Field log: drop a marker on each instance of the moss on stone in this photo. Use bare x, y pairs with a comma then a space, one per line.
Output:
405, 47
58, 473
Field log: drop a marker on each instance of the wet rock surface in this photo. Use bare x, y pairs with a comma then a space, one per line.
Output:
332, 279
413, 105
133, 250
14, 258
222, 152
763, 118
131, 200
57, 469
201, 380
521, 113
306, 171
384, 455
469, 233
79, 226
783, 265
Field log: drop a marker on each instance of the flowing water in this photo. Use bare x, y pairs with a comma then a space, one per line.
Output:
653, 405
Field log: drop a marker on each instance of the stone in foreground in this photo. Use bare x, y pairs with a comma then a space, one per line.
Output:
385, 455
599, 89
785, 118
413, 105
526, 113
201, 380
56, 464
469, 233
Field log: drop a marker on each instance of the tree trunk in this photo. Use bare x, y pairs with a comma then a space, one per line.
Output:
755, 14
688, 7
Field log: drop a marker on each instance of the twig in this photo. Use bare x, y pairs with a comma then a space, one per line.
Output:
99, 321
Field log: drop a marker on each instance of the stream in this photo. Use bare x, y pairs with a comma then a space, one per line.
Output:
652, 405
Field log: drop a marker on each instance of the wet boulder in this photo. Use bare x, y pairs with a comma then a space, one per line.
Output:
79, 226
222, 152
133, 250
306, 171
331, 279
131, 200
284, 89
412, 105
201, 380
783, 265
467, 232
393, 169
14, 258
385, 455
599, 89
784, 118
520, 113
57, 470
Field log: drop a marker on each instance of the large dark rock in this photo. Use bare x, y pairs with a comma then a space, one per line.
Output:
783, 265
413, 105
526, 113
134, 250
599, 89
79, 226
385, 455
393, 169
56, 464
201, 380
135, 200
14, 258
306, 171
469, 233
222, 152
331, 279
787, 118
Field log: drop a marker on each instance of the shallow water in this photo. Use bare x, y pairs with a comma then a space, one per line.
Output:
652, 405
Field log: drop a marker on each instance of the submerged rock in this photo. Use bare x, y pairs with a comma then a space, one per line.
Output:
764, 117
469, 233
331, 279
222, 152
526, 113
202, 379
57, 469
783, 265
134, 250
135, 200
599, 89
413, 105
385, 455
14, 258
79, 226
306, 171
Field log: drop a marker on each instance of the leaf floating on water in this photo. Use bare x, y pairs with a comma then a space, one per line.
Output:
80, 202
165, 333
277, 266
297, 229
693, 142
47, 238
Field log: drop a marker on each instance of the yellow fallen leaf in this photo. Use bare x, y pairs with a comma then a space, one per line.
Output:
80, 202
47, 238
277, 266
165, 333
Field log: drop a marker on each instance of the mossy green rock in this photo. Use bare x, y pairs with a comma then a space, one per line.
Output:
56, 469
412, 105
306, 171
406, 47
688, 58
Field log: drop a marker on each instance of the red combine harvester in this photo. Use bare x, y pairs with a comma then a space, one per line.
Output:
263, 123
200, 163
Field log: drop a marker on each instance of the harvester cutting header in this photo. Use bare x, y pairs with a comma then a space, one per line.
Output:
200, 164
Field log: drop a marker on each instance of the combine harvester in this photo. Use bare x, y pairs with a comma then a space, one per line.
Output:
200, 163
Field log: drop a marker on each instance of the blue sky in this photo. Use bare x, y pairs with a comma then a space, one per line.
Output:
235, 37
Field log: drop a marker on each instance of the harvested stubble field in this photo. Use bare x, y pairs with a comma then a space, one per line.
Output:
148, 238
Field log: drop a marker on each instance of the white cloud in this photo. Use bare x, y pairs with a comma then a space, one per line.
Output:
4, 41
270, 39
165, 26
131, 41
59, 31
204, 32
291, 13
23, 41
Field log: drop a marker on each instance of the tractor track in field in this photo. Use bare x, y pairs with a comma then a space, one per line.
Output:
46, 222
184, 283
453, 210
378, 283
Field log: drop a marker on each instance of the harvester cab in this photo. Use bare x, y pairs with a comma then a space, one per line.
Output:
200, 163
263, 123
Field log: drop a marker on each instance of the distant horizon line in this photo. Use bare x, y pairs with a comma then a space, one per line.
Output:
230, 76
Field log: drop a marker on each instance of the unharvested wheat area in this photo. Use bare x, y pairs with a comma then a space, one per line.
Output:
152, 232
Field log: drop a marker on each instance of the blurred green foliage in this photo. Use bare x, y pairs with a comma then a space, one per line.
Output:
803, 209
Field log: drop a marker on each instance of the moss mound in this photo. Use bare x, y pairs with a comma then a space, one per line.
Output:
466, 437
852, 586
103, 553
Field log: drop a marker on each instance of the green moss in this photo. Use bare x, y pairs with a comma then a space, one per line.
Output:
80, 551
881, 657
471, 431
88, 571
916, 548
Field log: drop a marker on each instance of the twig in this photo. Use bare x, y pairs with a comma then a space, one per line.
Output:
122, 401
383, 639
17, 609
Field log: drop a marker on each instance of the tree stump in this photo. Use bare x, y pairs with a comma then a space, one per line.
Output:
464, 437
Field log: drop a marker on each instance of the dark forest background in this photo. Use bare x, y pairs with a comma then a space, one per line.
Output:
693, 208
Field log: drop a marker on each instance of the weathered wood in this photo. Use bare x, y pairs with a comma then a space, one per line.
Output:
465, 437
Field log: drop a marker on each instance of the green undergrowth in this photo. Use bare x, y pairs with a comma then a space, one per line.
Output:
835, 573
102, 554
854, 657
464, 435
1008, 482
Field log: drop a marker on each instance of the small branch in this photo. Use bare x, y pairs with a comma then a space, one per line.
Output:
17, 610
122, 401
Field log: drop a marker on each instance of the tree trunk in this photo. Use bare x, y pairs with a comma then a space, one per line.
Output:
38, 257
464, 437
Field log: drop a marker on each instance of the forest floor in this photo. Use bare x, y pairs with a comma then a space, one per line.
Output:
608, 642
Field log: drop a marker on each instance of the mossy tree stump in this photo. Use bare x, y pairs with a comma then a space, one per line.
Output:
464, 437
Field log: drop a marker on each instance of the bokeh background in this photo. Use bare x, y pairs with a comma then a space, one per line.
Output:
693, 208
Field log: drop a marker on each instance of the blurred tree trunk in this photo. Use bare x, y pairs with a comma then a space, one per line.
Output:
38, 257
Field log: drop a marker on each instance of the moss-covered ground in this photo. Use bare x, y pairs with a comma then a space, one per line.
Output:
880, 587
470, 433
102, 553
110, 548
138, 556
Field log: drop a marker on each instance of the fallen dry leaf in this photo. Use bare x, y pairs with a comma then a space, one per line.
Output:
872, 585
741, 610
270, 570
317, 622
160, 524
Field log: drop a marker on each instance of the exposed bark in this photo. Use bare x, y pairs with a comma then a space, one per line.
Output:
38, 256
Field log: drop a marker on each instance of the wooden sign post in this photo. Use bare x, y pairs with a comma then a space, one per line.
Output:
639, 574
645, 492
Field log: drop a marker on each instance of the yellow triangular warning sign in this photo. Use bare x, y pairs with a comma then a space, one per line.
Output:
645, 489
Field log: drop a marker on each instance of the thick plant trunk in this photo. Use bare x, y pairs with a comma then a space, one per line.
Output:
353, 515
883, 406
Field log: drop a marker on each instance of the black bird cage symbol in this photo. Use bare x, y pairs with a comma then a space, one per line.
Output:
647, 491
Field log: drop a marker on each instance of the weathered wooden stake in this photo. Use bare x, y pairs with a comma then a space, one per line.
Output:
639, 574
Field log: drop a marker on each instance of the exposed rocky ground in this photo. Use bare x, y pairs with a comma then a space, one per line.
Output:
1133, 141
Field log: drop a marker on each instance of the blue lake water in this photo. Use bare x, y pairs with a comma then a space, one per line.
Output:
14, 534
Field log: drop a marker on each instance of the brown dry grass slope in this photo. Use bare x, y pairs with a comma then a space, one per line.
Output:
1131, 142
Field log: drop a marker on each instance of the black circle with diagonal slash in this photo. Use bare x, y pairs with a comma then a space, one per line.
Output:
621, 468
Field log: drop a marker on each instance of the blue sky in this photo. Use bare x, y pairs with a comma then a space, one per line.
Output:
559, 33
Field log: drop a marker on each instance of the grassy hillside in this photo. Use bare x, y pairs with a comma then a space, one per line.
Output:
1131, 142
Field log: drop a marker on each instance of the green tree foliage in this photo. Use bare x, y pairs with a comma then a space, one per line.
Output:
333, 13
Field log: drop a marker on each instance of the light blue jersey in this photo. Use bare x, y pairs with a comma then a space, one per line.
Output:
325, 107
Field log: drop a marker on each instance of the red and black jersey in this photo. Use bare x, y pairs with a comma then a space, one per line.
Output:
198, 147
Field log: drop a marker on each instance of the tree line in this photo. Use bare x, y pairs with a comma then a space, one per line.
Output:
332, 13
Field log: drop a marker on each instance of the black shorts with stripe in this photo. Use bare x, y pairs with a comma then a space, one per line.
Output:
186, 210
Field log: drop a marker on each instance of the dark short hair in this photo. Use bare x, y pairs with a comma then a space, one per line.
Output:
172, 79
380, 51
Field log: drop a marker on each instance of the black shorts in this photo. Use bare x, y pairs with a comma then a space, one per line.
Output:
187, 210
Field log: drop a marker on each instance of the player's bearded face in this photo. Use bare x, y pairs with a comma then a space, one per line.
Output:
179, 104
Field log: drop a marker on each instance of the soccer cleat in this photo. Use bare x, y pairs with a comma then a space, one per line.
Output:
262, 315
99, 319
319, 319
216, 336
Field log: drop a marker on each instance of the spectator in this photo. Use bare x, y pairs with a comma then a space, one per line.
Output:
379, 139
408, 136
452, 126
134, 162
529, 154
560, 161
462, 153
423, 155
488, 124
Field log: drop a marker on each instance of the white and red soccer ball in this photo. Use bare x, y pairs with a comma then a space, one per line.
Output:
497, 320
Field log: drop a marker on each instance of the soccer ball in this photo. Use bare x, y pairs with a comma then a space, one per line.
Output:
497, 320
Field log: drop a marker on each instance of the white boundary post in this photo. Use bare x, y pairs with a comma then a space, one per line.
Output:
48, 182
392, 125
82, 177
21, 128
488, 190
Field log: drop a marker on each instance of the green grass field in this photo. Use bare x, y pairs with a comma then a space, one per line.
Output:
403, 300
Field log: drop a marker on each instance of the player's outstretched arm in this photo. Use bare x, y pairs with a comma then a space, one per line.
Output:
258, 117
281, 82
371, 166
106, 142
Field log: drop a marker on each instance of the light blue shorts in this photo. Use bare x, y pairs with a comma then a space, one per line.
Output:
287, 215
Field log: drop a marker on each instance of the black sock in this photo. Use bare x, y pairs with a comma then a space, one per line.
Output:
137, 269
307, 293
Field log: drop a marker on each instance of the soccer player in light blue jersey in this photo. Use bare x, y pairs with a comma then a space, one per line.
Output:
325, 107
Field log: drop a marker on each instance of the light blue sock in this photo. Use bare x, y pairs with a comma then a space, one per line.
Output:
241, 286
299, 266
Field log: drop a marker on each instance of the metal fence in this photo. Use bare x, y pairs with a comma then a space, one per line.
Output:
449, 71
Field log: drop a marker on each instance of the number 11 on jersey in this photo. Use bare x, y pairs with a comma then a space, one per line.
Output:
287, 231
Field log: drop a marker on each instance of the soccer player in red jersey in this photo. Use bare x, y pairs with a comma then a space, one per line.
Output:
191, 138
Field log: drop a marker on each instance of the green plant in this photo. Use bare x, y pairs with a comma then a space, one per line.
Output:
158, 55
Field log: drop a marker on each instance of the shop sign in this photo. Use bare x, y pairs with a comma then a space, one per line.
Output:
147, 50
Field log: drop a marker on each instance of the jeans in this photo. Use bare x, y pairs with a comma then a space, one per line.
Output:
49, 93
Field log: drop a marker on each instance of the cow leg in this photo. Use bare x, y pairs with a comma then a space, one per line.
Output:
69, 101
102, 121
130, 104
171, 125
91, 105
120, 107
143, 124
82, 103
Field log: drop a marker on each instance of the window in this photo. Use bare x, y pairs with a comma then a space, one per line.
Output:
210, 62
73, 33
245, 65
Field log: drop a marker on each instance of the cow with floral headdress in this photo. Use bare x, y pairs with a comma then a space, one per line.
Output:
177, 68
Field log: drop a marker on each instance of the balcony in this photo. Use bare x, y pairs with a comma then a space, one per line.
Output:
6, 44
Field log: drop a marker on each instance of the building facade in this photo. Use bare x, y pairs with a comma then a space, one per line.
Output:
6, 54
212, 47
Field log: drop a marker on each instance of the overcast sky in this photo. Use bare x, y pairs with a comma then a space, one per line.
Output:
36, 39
──────────
▶ **Task details**: Find the word "fallen" in the data and show each line that holds it.

▶ **Exercise response**:
Field log: drop a marker on each instance of the yellow fallen leaf in this photo. Use bare x, y pairs with a comma then a space, one per line.
Field log: drop a marker on each instance of the fallen dry leaf in this photo. Use bare x, y pairs with a comma then a space, one per line.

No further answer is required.